### Activities
a – Summarize the passage on pathogens in lung cancer patients in two sentences.
b – According to the passage on pathogens in lung cancer patients, which viruses predominated?
c – Extend the passage on pathogens in lung cancer patients by writing what would come next after its final sentence.

### Quoted passage
————
The pathogen landscape in lung cancer patients with PI was notably diverse, with fungi and viruses being the most frequently identified pathogens. This finding aligns with prior research indicating that immunocompromised patients, particularly those undergoing chemotherapy or immunotherapy, are at increased risk of opportunistic infections caused by fungi and viruses [19]. The predominance of C. albicans, Aspergillus, and P. jirovecii among fungi, as well as CMV and EBV among viruses, highlights the importance of considering these pathogens in the diagnostic and therapeutic management of lung cancer patients with PI [20,21,22,23].
————
### Extracted records
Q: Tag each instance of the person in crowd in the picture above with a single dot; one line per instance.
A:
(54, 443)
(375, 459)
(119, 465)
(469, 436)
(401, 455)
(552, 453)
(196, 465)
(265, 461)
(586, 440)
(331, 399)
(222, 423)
————
### Responses
a – Lung cancer patients with PI showed a diverse range of pathogens, and fungi and viruses were identified most often, in line with earlier research on opportunistic infections in immunocompromised patients undergoing chemotherapy or immunotherapy. The predominance of C. albicans, Aspergillus, and P. jirovecii among fungi and of CMV and EBV among viruses shows that these pathogens should be considered in diagnosing and treating these patients.

b – CMV and EBV.

c –
Interestingly, the co-detection of multiple pathogens was a common occurrence, with fungi and viruses frequently coexisting. This observation suggests that the interplay between different types of pathogens may contribute to the complexity of PI in lung cancer patients. For instance, mixed infections may arise from conditions such as partial airway obstruction and immunological dysregulation [24,25]. Respiratory viruses, for instance, can facilitate bacterial invasion into the lower airways, leading to more severe clinical outcomes [25,26,27]. Similarly, viral and fungal co-infections have been associated with increased mortality in patients with PI, involving intricate interactions between host immune defenses and microbial virulence [28]. Further research is needed to explore the clinical implications of these co-infections and their impact on patient outcomes. The use of advanced diagnostic tools, such as mNGS, alongside CTM, may play a critical role in identifying the causative agents and guiding targeted therapy.

The study also revealed significant differences in pathogen prevalence between SCLC and NSCLC patients. SCLC patients exhibited a higher prevalence of S. pneumoniae and P. jirovecii. In contrast, EBV was more frequently observed in NSCLC patients. This may reflect differences in immune status or treatment regimens between these two groups [29,30,31]. These findings suggest that the type of lung cancer may influence the risk of specific infections, warranting tailored diagnostic and preventive strategies.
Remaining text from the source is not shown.